> [HOW TO COMPLETE THIS TASK] Rewrite the entries from their start through the line containing "box: [0, 0, 262, 106]", replacing "exact" with "precise" and leaving everything else unchanged. Omit the pictures.

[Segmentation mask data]
━━━
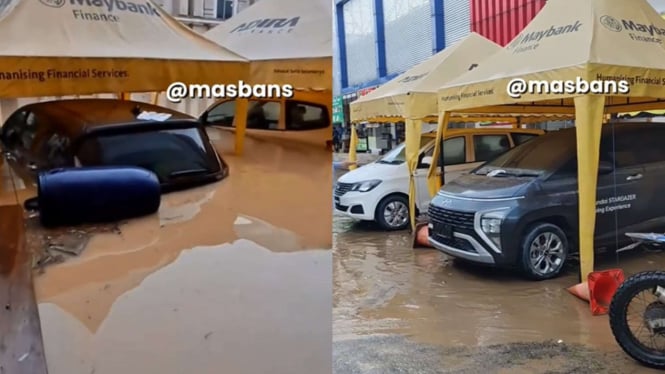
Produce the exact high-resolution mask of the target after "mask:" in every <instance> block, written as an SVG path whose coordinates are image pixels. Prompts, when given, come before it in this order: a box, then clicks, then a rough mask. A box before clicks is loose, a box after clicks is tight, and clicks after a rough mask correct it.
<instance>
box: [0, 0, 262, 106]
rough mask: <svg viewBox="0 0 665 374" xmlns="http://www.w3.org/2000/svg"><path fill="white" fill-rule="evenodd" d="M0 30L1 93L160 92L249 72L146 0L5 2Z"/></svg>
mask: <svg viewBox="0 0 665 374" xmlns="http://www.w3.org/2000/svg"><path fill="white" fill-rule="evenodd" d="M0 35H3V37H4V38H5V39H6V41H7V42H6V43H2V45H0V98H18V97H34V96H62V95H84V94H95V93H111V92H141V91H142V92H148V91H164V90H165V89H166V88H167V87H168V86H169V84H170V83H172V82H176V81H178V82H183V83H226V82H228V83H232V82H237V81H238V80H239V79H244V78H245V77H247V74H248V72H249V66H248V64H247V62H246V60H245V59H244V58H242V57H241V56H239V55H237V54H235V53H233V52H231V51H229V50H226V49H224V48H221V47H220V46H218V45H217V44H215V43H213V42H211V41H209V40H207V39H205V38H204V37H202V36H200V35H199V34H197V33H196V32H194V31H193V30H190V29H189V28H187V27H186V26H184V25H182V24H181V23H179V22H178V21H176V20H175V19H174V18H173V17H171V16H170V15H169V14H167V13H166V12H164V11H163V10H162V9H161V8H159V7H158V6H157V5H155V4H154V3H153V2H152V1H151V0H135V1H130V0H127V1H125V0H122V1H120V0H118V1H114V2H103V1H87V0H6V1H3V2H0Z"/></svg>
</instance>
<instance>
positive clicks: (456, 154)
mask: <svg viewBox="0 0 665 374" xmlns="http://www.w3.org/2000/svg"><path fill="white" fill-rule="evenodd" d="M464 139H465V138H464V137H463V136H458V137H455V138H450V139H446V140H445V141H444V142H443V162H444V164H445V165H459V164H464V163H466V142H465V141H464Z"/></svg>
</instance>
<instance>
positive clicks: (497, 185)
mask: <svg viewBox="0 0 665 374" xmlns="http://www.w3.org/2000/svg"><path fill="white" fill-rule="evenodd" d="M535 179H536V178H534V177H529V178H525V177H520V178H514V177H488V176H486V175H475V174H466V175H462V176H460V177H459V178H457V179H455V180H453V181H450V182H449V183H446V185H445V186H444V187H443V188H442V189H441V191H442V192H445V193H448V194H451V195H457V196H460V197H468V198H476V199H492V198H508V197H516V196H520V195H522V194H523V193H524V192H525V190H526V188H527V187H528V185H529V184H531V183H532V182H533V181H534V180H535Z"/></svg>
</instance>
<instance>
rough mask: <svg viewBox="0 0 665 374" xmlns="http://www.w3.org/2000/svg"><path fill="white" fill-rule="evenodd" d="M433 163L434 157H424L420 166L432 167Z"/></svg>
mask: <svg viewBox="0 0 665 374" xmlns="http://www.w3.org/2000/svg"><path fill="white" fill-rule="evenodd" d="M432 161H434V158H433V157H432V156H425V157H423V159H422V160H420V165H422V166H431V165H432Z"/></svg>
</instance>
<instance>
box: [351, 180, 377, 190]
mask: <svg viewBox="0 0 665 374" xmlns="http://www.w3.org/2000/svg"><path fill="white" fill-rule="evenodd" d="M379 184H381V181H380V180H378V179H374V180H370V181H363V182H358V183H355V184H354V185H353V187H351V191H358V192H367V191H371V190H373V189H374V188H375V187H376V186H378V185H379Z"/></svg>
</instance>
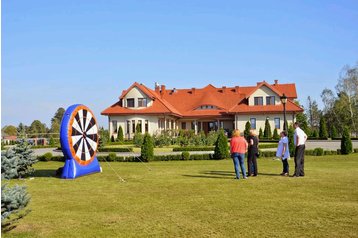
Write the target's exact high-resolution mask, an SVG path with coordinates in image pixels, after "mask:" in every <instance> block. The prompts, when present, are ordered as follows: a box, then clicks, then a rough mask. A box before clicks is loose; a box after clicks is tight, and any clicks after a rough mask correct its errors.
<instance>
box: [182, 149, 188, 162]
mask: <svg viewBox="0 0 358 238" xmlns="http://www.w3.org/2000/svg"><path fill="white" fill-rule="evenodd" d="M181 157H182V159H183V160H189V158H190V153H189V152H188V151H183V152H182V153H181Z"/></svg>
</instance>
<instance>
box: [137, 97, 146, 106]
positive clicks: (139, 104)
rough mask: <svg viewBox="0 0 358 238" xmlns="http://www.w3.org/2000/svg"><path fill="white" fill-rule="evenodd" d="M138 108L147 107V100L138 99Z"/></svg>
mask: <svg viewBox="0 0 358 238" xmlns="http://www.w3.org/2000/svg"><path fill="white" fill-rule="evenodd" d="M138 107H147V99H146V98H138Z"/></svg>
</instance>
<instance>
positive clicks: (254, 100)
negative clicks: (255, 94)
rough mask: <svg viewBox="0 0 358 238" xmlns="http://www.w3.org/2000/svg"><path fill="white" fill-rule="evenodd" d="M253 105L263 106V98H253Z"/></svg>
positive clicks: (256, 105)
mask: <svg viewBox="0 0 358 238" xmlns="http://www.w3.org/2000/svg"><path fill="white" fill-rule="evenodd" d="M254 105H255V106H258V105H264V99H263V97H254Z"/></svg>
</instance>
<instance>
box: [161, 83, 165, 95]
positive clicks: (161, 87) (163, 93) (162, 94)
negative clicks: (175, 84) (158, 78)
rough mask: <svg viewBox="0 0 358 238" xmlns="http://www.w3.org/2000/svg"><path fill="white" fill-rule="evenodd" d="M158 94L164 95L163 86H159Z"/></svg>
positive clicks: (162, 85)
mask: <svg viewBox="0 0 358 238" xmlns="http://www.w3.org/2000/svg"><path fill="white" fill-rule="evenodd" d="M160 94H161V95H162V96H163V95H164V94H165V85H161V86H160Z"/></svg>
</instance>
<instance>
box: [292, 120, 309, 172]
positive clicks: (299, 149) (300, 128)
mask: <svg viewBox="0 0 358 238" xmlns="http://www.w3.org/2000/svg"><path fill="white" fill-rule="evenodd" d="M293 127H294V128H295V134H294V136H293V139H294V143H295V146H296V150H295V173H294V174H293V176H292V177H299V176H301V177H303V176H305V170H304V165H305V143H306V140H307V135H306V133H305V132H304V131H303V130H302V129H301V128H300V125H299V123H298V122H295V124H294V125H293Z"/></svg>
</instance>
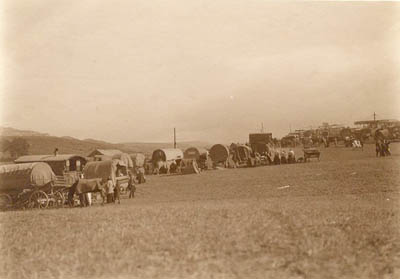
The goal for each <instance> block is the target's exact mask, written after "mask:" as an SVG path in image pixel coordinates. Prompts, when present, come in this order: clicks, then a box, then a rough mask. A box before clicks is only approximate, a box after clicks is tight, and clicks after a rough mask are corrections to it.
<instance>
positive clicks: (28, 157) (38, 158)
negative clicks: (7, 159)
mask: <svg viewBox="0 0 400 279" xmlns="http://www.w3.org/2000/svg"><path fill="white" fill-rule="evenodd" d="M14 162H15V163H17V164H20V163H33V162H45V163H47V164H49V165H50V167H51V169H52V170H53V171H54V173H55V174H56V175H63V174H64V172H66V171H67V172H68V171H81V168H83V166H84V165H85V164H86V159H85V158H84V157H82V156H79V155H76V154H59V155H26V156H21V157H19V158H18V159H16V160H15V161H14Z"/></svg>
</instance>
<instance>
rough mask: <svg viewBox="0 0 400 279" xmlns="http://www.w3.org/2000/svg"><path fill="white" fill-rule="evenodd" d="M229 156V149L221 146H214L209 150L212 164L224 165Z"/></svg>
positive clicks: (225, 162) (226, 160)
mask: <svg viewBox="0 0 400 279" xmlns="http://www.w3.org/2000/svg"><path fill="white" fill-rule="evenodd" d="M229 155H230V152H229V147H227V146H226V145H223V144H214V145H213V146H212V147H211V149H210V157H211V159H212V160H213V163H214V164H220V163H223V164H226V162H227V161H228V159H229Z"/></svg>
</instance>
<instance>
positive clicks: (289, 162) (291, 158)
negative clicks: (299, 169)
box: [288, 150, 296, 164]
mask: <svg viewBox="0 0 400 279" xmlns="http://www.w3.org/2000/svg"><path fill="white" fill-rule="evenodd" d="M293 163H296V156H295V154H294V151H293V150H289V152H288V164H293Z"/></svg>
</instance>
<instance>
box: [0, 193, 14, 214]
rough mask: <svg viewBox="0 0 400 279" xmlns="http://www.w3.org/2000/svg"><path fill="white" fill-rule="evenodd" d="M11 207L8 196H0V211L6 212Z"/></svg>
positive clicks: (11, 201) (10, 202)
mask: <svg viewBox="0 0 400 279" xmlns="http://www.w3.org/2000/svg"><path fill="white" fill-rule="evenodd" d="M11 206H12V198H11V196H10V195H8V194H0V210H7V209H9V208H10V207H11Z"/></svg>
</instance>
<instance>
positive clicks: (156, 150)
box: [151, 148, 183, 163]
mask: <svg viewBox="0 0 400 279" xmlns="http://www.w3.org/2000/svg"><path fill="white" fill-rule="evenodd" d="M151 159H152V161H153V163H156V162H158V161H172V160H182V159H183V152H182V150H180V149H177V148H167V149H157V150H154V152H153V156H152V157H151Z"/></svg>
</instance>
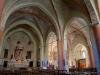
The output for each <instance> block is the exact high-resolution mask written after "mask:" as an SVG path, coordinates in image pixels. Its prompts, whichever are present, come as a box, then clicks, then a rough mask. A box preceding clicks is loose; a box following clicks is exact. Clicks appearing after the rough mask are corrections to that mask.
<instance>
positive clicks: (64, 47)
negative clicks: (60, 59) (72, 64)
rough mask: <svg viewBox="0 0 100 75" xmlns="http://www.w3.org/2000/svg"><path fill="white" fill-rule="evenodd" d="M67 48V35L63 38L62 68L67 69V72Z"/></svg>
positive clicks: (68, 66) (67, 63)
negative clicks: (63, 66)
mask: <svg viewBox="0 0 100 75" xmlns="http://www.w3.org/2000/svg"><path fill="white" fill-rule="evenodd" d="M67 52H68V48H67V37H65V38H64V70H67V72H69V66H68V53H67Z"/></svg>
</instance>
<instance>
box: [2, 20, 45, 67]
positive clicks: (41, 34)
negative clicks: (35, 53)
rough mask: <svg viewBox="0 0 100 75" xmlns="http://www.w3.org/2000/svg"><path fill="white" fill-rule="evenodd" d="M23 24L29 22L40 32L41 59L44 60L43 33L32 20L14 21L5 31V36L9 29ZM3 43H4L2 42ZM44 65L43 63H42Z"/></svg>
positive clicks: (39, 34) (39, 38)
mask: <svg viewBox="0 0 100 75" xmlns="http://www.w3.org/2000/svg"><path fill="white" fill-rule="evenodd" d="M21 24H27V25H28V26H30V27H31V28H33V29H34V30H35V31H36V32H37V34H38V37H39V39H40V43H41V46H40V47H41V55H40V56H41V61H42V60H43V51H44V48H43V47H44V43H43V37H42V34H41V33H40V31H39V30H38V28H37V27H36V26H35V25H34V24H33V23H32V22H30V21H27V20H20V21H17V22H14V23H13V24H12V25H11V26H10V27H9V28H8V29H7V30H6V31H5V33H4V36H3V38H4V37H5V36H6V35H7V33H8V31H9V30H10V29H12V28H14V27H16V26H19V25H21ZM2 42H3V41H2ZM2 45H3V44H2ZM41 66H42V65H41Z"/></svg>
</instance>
━━━
> [EXPECTED ANSWER]
Produce the precise high-resolution mask of the target after "mask:" in every <instance> block, written as an SVG path whose coordinates are image pixels. Prompts, when given, come before it in this order: a box, then clicks, then a rough mask. A box before clicks is loose, a box after clicks is tight, and clicks after a rough mask correct it.
<instance>
box: [0, 0, 262, 106]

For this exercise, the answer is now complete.